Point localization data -
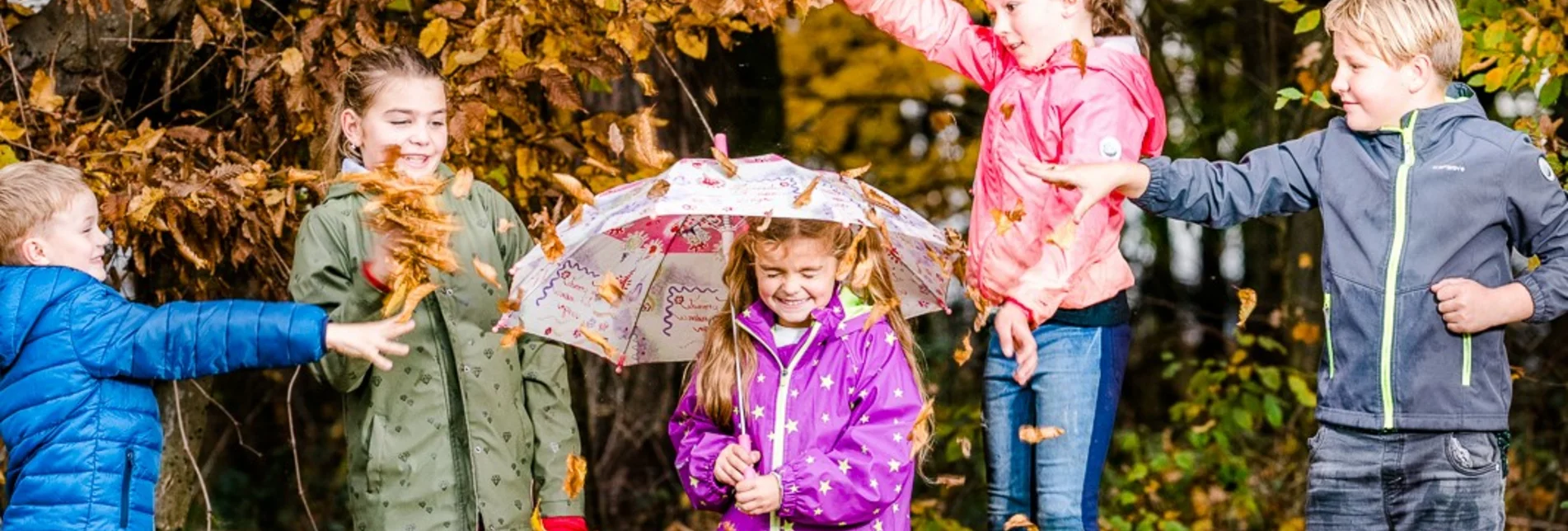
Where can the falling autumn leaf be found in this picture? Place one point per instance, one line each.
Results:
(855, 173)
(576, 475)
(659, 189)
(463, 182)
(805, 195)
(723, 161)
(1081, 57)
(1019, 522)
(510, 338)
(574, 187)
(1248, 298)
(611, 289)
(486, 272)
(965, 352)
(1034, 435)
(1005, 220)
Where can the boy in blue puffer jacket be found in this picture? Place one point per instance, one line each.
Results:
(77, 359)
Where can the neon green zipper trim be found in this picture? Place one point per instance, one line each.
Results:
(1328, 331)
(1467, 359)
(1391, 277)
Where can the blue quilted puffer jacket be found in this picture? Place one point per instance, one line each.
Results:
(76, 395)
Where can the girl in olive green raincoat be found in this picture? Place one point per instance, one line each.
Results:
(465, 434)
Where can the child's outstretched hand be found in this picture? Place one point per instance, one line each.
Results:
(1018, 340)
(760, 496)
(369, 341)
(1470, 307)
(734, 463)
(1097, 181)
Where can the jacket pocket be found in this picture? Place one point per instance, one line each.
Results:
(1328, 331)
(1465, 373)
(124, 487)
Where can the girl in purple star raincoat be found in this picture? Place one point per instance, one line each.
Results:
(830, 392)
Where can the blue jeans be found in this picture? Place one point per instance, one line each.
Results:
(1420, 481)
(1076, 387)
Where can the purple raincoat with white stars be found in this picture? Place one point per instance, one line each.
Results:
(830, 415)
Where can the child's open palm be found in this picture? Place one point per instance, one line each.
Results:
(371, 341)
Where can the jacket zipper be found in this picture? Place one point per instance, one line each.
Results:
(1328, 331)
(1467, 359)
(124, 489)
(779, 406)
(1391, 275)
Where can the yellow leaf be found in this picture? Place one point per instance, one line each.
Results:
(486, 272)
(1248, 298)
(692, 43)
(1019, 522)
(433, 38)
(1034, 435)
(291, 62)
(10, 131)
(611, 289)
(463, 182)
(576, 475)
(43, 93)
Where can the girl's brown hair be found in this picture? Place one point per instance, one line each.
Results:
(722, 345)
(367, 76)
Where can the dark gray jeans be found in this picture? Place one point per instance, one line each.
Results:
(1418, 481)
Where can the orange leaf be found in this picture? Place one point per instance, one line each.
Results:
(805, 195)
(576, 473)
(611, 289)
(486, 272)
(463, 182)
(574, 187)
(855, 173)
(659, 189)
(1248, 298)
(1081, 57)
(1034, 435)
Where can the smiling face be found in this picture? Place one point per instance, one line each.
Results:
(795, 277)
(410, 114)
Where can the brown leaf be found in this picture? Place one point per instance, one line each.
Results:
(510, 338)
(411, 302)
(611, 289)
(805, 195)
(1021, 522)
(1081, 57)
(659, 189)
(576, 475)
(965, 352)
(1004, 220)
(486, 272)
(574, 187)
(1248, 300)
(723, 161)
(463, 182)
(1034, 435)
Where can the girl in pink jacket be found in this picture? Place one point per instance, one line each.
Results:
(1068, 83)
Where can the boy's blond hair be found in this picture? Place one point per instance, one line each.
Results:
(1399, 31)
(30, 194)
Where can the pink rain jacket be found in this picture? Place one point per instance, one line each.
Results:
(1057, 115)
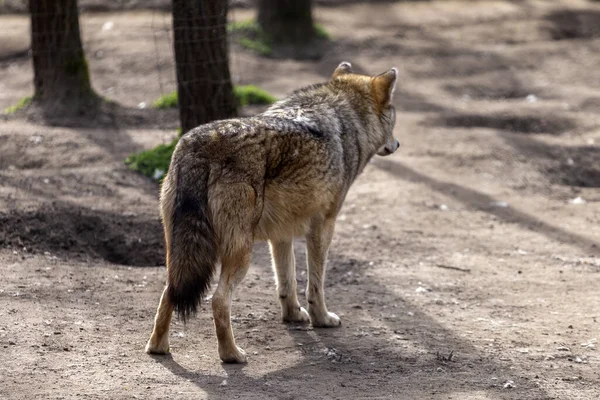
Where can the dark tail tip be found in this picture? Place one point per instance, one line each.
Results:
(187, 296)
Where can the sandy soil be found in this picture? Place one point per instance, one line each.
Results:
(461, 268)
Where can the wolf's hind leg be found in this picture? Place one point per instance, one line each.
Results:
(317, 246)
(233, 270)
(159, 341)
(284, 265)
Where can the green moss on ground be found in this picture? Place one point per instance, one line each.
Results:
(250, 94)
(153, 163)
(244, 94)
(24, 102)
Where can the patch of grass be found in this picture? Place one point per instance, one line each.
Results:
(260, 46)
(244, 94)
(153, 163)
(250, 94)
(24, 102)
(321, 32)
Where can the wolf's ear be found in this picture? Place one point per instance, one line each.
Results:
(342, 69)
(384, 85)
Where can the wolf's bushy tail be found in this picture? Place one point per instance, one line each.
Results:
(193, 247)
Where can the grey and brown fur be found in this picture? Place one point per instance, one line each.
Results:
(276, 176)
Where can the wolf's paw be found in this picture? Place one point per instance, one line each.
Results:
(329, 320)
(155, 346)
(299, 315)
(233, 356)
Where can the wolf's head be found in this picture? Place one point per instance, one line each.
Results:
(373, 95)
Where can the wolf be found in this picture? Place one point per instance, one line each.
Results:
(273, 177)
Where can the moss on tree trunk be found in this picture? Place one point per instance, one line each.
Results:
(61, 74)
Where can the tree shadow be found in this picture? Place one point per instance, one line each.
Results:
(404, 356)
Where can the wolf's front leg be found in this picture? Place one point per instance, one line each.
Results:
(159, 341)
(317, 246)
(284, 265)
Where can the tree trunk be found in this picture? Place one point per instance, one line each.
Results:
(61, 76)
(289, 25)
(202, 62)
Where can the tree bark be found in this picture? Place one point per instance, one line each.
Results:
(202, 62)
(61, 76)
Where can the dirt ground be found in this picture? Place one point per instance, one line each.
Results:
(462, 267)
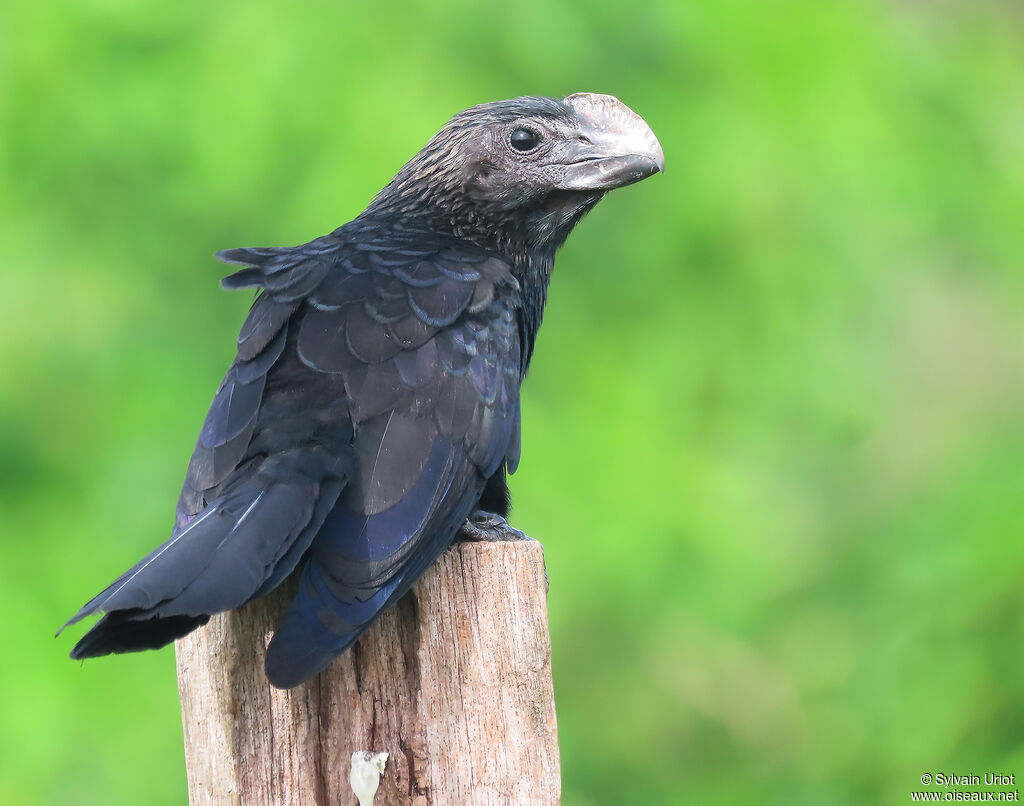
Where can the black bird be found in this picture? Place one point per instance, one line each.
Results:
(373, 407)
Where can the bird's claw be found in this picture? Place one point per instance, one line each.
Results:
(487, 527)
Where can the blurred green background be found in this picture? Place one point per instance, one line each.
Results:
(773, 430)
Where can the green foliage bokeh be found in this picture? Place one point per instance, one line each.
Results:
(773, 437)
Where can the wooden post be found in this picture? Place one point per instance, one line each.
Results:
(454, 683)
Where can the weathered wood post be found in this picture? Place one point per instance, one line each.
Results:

--

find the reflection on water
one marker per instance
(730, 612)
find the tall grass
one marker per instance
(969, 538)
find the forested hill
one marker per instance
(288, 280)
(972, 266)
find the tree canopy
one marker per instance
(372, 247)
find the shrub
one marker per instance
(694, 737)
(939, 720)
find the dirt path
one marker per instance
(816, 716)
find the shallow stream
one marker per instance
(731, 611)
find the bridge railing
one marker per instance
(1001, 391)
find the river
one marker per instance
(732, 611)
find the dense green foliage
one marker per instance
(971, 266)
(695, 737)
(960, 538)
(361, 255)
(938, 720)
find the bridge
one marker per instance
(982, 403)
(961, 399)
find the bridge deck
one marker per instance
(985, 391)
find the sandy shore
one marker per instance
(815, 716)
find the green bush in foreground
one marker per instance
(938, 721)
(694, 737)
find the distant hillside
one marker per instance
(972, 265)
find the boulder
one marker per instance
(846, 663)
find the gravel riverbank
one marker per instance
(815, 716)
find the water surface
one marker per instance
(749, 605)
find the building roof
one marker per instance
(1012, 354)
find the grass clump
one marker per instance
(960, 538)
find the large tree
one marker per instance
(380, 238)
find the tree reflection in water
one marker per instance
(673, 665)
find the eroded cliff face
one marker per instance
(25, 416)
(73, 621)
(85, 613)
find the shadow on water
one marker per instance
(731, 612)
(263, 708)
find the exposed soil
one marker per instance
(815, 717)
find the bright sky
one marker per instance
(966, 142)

DIRECTIONS - Given the data above, which lines hold the string "bird"? Return them.

EXERCISE ANSWER -
Where can the black bird be found in this picture? Place one point per instance, one line each.
Where can the bird's claw be found in this picture? Place one point per instance, one line each.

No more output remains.